### Objetivo planteado
Resume en forma de lista breve el párrafo del texto sobre la Teoría Crítica que empieza con «En los años treinta del siglo XX». Conserva sus datos principales.

### Texto proporcionado
En los años treinta del siglo XX, Horkheimer definió la orientación básica del IIS como el desarrollo de una Teoría Crítica, contrapuesta a las teorías que se podrían tildar de «teorías tradicionales». Lo que Horkheimer presentó como Teoría Crítica, ya se entienda como una sociología, como una filosofía o como una filosofía o teoría social (en cualquiera de los casos bajo la influencia de G. W. F. Hegel y Karl Marx), incluía referencias esenciales al ámbito estético. Horkheimer defendió que el IIS debía adoptar en su investigación una perspectiva multidisciplinar, que diera cuenta de las metamorfosis sociales, entre las que destacaban algunas manifestaciones culturales y artísticas de importancia creciente. Además, esa investigación pretendía establecer principios normativos con los que poder enjuiciar las metamorfosis sociales, actualizando la pretensión crítica de Marx. Es decir, desde un principio la Teoría Crítica se pretende no solo una teoría descriptiva, que permita una investigación de la realidad social, sino también una teoría prescriptiva, con capacidad para establecer criterios normativos sobre qué debe ser la realidad social.
Así pues, siguiendo las orientaciones enunciadas por Horkheimer, el IIS se propuso realizar investigaciones sociales, donde se tomaran en consideración manifestaciones culturales y artísticas, con el fin de determinar las situaciones sociales que resultaban inaceptables (patológicas, diría Honneth). El marco en el que inscribir esos proyectos de investigación –que, como se ha dicho, se pretendían multidisciplinares– era una cierta interpretación de Marx, auspiciada por la divulgación de algunos de sus manuscritos juveniles y orientada según la lectura que había divulgado Georg Lukács en Historia y conciencia de clase (1923). En definitiva, el objeto a considerar era la cosificación de la conciencia,1 entendiendo que:
La conciencia de clase es la reacción racionalmente adecuada que se atribuye de este modo a una determinada situación típica en el proceso de producción. Esa conciencia no es, pues, ni la suma ni la media de lo que los individuos singulares que componen la clase piensan, sienten, etc. Y, sin embargo, la actuación históricamente significativa de la clase como totalidad está determinada en última instancia por esa conciencia, y no por el pensamiento, etc., del individuo, y solo puede reconocerse por esa conciencia (Lukács, 1985: 130 y ss.).

Entradas de etiquetado de la posición de objetos
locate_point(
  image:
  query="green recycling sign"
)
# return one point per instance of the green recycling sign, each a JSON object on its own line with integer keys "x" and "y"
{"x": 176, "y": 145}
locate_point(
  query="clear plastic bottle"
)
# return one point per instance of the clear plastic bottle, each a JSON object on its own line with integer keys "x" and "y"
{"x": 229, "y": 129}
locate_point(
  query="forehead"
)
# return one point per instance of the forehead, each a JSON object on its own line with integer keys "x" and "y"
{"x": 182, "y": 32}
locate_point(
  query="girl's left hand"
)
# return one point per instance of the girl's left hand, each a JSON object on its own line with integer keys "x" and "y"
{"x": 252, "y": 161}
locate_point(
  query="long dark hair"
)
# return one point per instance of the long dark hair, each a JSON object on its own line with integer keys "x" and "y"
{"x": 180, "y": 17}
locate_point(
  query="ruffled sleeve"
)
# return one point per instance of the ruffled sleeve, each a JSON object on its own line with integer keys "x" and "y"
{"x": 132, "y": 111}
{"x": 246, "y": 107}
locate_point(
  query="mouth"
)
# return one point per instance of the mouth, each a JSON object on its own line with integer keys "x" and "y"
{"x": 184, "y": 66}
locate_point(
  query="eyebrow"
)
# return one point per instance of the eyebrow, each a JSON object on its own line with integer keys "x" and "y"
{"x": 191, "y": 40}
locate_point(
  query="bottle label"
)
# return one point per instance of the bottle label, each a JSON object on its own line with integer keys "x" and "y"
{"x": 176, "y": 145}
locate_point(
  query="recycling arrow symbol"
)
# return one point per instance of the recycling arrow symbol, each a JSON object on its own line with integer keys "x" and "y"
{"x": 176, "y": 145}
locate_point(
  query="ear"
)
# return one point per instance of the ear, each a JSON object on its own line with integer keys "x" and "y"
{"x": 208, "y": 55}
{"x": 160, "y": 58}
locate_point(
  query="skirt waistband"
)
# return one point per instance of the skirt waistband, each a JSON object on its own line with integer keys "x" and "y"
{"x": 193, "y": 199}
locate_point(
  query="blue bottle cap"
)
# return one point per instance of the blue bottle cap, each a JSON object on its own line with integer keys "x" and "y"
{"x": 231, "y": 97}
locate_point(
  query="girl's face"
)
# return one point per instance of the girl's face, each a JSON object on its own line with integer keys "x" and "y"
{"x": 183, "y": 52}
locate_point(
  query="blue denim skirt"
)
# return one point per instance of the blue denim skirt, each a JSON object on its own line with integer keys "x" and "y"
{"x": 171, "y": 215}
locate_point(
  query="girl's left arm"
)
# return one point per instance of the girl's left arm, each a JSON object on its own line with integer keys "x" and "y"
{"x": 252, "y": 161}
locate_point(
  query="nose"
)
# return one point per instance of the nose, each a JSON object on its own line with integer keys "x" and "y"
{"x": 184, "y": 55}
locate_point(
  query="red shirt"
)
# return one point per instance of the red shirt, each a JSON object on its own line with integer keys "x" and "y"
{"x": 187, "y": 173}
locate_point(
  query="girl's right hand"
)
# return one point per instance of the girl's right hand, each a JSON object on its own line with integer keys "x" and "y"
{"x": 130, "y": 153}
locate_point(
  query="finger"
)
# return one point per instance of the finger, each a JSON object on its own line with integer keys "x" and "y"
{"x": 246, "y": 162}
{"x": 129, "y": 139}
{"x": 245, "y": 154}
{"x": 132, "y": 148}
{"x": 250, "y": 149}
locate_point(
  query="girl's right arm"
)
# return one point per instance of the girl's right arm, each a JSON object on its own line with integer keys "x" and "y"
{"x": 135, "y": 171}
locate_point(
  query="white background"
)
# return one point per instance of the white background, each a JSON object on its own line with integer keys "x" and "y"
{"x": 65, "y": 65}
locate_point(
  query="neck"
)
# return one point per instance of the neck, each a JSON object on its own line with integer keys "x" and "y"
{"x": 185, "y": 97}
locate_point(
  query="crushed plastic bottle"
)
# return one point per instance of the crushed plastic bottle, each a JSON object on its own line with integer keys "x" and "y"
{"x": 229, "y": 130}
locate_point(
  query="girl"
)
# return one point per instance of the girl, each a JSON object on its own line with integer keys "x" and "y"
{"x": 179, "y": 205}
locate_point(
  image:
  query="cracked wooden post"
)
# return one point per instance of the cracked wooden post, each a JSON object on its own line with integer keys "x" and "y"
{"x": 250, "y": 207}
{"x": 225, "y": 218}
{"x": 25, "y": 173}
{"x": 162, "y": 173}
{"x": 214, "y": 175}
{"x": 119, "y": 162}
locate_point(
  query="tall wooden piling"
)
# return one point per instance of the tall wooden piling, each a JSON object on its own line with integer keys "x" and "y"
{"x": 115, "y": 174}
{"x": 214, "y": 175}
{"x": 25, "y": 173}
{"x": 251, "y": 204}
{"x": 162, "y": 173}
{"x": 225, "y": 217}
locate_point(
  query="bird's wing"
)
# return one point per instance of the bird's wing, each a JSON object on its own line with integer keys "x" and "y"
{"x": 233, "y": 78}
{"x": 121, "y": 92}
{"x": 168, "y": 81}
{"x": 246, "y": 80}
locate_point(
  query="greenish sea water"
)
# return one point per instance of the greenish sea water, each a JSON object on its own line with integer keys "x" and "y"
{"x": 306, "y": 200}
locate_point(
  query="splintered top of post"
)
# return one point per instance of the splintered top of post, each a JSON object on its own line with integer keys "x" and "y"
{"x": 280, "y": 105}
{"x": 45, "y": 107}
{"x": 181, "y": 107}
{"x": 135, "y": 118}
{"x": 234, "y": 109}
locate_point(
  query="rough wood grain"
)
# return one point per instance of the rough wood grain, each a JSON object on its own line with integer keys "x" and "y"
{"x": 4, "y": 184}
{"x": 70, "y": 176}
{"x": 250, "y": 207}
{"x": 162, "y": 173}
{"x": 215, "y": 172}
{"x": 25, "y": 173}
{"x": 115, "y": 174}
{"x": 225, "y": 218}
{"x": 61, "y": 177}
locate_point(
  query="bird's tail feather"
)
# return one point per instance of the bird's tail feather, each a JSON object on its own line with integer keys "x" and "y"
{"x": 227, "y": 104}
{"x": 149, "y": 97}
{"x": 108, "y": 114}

### Respuesta
- En los años treinta del siglo XX, Horkheimer definió como orientación básica del IIS el desarrollo de una Teoría Crítica, opuesta a las «teorías tradicionales».
- Esa teoría, influida por Hegel y Marx, incluía referencias esenciales al ámbito estético.
- El IIS debía investigar con una perspectiva multidisciplinar las metamorfosis sociales, entre ellas manifestaciones culturales y artísticas de importancia creciente.
- La investigación buscaba además principios normativos para juzgar esas metamorfosis, actualizando la pretensión crítica de Marx.
- Desde el principio, la Teoría Crítica quiso ser a la vez descriptiva y prescriptiva, capaz de fijar criterios sobre qué debe ser la realidad social.